> _ASSIGNMENT_
Print the lines that run from the line with "Task: identify the ground black" to the line with "Task: identify the raw", keeping both end lines, exactly as they appear in the entries below, and nothing else.
--
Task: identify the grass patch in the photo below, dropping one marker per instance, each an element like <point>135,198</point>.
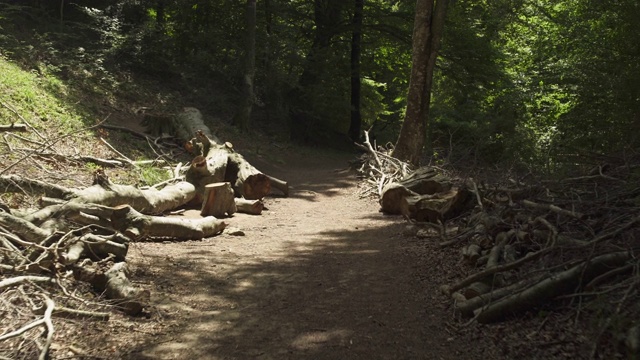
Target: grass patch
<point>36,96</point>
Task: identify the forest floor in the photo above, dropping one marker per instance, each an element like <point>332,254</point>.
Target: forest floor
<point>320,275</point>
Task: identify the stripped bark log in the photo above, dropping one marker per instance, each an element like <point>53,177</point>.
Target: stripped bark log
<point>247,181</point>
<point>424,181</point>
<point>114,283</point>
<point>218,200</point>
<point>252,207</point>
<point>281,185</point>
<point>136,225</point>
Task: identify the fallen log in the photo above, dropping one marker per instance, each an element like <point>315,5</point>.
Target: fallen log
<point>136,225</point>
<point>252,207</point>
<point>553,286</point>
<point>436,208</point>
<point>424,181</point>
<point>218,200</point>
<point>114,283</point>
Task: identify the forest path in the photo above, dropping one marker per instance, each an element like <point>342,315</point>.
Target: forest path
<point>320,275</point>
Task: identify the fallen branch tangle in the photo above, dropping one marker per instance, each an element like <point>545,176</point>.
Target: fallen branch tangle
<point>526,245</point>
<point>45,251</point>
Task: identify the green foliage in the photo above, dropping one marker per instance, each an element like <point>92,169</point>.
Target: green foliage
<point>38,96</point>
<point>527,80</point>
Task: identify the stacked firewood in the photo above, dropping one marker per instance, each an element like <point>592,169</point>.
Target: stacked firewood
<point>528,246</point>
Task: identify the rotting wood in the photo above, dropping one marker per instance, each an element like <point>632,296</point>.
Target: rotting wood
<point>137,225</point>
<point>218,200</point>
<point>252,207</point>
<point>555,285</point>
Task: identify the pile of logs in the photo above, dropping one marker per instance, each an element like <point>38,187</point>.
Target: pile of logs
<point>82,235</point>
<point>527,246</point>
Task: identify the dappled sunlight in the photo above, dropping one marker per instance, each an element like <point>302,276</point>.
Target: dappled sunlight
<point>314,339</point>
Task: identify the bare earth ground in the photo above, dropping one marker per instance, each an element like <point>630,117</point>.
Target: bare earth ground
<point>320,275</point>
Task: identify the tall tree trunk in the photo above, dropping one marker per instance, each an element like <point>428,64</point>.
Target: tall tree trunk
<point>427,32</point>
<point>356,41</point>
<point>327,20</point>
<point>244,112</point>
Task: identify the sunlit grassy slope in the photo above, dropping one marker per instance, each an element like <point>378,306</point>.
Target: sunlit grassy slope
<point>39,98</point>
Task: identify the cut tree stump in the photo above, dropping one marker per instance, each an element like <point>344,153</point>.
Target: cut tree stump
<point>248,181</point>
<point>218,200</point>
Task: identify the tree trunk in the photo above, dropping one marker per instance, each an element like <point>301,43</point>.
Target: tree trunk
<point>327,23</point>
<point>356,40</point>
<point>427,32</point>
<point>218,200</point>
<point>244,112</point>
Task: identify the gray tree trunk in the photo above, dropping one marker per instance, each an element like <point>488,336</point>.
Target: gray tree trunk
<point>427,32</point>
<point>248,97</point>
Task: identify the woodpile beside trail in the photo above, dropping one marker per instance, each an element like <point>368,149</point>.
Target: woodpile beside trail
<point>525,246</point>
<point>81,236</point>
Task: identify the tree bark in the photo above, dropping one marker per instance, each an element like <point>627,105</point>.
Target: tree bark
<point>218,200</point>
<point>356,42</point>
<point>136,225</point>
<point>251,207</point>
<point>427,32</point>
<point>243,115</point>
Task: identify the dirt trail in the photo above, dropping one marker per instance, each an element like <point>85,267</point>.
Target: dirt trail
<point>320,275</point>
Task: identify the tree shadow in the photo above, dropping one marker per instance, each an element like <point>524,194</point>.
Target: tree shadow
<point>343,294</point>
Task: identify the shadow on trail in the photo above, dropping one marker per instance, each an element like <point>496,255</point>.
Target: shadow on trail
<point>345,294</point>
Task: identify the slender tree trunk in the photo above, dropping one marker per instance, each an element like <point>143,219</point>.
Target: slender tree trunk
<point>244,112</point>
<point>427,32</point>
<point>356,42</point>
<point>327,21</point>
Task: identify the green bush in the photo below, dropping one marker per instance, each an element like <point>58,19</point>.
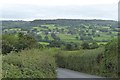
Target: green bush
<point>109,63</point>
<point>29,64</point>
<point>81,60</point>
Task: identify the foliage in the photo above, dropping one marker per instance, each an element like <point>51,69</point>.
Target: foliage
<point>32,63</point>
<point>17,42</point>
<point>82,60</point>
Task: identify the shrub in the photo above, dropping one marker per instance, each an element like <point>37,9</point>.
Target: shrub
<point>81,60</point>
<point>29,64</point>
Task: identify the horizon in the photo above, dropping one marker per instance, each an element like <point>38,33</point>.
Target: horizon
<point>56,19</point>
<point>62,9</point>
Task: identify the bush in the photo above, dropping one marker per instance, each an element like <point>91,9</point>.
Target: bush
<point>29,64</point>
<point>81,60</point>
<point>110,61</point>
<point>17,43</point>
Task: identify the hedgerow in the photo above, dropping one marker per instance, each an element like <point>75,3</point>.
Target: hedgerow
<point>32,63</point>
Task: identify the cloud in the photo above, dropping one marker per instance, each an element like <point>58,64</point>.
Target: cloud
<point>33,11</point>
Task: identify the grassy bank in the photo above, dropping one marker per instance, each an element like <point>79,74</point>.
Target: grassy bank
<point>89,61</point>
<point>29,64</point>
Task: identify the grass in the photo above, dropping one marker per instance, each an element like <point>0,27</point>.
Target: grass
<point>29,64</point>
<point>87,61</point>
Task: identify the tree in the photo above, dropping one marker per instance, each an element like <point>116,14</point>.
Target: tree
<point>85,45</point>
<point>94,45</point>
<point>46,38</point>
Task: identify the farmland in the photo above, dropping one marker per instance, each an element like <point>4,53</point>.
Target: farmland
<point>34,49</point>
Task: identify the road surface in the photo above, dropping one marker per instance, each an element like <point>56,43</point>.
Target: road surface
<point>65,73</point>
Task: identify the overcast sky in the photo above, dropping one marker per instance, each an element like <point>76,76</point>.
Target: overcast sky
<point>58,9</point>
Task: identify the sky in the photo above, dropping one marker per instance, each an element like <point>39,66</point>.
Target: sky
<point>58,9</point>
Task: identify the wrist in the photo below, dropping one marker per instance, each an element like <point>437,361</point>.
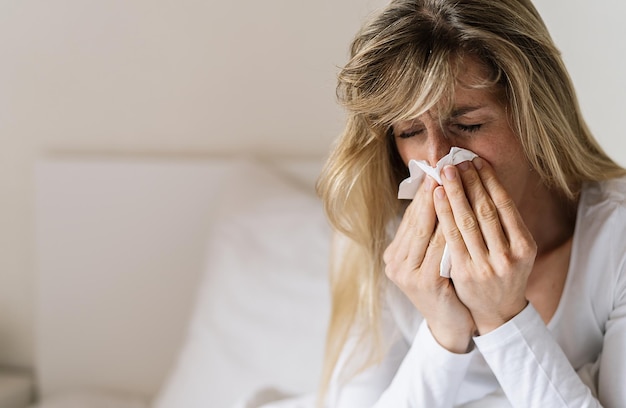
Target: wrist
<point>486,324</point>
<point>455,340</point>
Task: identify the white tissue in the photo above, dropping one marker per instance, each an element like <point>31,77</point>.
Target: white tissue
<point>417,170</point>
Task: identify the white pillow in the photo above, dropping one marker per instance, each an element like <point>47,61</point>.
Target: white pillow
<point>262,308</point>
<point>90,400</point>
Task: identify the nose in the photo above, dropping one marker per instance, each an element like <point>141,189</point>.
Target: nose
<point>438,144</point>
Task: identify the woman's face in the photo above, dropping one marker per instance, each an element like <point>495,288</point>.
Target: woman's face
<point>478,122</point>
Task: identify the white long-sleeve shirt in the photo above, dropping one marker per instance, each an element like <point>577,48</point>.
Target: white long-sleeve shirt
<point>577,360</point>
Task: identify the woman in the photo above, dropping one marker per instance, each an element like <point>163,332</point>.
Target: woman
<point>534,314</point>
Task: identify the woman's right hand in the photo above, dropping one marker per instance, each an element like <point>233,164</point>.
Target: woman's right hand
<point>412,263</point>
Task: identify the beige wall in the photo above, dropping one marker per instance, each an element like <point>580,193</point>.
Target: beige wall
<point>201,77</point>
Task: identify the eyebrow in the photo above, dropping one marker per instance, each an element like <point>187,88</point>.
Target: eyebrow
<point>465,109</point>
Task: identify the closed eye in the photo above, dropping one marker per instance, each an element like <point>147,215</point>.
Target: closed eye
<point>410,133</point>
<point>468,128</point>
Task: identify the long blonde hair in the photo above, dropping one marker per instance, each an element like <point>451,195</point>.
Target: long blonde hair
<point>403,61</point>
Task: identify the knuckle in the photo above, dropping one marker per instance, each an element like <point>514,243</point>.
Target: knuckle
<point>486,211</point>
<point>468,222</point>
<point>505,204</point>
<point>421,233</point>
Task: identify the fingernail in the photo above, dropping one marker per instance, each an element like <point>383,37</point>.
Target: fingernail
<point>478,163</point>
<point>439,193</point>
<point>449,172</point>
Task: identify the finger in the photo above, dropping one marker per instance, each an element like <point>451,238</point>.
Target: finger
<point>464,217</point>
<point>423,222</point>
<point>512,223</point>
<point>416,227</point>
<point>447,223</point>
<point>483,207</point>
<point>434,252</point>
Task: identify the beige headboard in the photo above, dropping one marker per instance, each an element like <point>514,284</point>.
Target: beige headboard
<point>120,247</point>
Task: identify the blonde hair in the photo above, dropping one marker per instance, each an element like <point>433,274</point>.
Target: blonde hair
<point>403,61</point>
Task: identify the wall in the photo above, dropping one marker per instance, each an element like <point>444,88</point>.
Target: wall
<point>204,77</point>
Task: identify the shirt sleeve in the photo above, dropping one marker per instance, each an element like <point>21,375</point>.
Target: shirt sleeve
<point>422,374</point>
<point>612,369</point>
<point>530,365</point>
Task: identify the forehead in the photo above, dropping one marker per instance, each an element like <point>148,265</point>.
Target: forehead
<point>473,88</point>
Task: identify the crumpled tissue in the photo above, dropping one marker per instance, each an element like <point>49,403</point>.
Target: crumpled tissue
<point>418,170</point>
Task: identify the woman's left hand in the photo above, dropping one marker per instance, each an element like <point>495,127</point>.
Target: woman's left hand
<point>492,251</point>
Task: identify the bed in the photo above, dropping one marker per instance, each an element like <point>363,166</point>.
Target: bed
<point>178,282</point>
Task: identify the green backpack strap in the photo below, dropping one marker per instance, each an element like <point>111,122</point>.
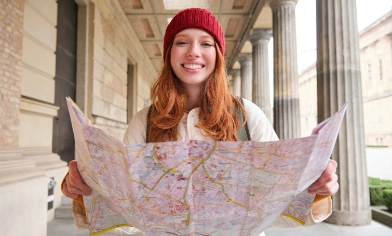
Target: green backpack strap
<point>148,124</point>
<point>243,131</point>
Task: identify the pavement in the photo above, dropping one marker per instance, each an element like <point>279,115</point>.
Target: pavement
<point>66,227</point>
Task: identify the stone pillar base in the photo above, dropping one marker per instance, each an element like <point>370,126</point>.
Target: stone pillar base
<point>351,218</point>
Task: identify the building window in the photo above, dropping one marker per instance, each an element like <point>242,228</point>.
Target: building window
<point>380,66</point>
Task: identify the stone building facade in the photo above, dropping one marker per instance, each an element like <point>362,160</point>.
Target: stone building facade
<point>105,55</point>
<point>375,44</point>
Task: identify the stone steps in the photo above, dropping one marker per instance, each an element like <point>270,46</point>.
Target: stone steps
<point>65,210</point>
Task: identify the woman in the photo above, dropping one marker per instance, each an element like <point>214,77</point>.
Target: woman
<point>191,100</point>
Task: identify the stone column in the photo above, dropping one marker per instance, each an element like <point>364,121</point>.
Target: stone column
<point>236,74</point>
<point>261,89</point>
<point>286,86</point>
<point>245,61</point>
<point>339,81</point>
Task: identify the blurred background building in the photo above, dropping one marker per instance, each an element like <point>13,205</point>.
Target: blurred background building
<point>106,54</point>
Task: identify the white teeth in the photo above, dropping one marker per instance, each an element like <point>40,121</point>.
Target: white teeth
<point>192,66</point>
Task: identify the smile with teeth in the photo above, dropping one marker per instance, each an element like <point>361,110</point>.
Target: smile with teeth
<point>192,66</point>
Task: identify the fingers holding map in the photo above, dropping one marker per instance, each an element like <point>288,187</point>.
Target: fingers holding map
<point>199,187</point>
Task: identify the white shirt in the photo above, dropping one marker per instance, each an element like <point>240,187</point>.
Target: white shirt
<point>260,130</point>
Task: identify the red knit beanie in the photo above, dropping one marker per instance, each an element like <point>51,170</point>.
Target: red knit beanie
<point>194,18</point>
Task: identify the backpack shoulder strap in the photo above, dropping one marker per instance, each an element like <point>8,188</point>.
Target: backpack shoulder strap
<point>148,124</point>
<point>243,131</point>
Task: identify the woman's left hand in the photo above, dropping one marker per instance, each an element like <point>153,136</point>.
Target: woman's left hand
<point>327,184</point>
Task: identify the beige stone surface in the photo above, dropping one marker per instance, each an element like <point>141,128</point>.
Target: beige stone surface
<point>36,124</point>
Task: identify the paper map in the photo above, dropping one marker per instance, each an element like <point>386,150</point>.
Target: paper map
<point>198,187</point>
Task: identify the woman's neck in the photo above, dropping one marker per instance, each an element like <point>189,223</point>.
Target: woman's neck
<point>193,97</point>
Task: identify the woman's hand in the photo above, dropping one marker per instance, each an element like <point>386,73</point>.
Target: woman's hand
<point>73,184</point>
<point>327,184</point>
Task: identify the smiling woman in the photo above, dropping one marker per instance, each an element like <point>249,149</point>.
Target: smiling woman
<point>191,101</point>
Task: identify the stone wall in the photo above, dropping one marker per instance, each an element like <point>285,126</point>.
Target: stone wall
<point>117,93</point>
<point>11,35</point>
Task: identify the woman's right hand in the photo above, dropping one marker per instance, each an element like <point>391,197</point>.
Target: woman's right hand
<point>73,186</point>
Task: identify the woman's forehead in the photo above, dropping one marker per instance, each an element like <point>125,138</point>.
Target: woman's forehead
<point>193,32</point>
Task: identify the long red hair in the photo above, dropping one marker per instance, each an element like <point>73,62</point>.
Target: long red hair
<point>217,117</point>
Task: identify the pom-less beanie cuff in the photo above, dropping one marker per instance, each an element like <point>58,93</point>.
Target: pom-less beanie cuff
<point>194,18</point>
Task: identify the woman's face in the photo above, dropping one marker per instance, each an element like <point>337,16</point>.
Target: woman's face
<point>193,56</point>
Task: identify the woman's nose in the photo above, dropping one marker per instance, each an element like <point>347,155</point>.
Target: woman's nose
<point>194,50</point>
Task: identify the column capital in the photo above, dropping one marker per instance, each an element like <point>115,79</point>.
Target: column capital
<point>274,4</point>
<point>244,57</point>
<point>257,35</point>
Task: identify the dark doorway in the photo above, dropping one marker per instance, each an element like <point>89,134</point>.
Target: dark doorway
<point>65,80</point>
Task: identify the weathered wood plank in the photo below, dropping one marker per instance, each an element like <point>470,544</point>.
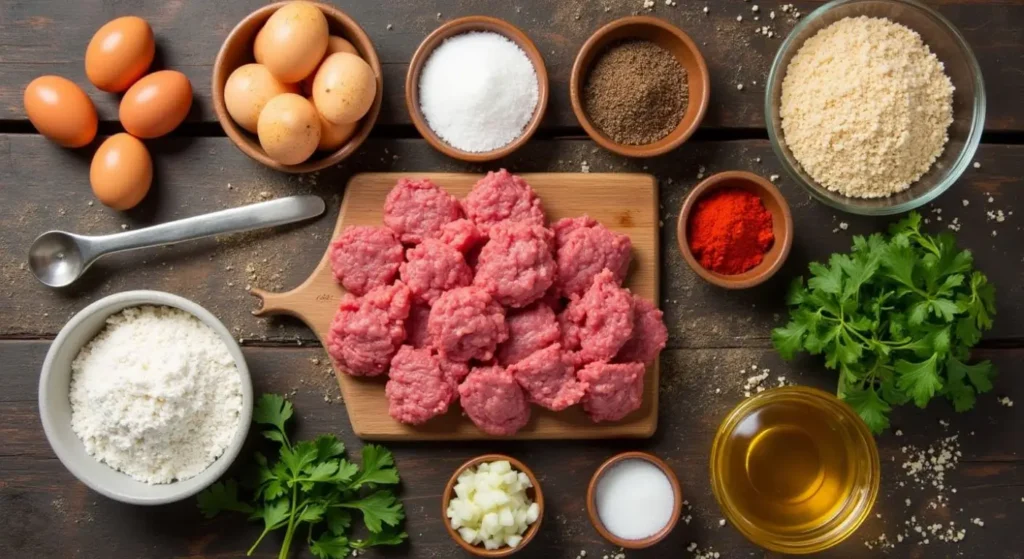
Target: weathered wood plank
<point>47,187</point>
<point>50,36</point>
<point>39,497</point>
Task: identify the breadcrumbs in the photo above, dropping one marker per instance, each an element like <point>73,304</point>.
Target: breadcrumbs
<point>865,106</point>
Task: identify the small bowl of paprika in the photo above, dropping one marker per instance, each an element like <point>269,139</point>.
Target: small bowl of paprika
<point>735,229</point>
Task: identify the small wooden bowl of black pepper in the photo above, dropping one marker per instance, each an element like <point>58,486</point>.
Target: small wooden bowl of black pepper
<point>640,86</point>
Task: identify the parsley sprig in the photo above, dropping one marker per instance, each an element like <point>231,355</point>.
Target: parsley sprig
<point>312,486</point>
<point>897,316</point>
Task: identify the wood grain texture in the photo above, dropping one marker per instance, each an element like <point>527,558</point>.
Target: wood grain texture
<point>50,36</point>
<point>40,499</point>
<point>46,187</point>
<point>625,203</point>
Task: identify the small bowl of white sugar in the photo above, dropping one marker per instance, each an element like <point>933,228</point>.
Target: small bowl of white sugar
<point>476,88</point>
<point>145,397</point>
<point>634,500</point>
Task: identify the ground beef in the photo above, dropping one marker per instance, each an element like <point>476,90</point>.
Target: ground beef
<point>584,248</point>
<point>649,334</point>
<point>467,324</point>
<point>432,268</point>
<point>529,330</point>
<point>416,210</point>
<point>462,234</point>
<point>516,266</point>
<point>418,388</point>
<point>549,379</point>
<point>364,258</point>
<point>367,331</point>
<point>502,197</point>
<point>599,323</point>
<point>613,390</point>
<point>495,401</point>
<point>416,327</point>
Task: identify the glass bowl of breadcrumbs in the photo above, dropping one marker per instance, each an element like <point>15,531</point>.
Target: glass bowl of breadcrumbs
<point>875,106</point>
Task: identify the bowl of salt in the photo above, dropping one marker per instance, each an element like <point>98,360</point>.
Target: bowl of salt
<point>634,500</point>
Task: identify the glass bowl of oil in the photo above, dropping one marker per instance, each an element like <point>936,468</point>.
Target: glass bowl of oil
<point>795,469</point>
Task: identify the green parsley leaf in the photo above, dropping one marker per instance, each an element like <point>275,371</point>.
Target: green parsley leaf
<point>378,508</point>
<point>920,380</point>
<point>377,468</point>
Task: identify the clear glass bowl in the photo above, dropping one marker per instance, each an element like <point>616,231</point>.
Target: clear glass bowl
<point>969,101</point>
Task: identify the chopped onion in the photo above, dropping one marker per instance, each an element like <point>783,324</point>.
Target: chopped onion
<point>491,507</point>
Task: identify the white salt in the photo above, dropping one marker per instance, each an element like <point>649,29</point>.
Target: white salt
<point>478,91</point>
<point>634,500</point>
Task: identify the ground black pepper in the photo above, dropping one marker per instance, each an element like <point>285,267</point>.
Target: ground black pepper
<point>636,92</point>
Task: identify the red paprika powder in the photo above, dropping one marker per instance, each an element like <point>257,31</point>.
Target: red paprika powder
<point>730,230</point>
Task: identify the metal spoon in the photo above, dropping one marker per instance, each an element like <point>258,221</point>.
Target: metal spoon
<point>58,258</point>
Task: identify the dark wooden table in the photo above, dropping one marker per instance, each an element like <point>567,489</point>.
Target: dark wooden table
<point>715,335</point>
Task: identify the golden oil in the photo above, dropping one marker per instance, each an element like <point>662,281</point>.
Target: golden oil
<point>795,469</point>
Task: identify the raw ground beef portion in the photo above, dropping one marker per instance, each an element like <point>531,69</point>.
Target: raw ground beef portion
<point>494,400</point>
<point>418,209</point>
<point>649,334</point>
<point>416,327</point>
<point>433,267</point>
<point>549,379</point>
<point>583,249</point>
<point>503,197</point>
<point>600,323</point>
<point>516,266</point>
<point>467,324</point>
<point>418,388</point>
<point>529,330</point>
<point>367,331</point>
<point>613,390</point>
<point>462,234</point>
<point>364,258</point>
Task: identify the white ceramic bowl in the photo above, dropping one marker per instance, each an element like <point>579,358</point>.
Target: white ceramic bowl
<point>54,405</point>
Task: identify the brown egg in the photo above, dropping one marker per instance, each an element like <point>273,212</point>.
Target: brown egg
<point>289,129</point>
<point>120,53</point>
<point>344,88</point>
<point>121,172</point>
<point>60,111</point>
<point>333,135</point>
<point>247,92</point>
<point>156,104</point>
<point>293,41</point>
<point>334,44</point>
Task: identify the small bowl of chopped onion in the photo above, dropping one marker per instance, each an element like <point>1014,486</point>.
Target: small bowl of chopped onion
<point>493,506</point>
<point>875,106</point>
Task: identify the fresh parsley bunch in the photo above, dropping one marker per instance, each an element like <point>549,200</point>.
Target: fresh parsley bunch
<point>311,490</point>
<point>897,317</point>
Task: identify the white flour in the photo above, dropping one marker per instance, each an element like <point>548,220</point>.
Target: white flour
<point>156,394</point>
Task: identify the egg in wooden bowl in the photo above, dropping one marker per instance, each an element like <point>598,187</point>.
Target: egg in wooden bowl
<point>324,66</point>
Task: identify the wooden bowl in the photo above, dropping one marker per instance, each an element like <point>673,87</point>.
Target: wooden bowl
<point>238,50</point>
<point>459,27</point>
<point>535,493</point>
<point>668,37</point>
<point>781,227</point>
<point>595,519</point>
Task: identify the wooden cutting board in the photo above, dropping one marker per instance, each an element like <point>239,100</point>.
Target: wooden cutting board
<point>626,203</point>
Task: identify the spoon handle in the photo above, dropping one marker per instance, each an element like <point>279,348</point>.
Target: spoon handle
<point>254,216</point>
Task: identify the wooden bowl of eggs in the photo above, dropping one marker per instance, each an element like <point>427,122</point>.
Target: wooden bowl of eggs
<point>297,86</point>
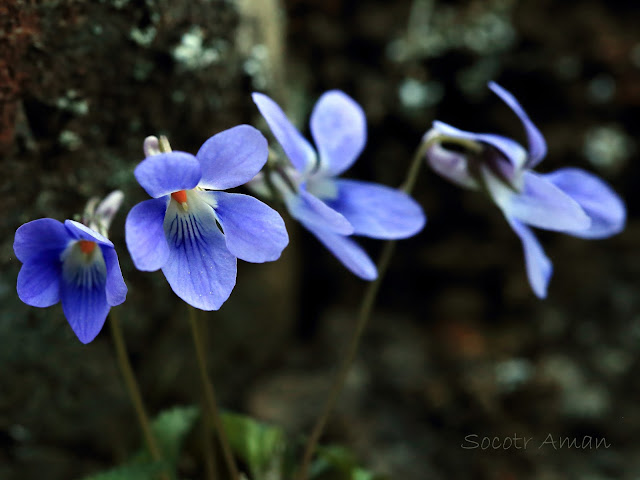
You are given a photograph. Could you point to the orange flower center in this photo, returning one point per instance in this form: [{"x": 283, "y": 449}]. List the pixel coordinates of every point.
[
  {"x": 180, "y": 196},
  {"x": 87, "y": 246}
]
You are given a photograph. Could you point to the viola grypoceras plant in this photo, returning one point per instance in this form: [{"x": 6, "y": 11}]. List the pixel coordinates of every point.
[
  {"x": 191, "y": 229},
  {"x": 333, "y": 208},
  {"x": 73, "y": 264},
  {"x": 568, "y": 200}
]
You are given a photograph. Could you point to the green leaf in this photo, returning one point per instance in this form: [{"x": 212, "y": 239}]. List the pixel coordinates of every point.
--
> _ANSWER BELOW_
Task: identify the ground black pepper in the photo above, dropping one marker per instance, each an element like <point>285,267</point>.
Target: ground black pepper
<point>636,92</point>
Task: identify the red paprika powder in the photo above, dropping one marker per instance, each an element like <point>257,31</point>.
Target: red paprika powder
<point>730,230</point>
Task: identify the metal spoon in the photo above, dropping one marker per instance, each an element like <point>258,221</point>.
Target: metal spoon
<point>58,258</point>
Task: identify the dark wooden table in the photo above, dropping one marker per instance, each an element like <point>567,489</point>.
Target: dark wooden table
<point>715,335</point>
Task: identify the golden oil in the photo above, dropping one marker per instance, each an element like <point>662,281</point>.
Target: golden oil
<point>795,469</point>
Task: identify the raw ground beef portion in the photo above, dropping one marker per instance, each an element like <point>531,69</point>.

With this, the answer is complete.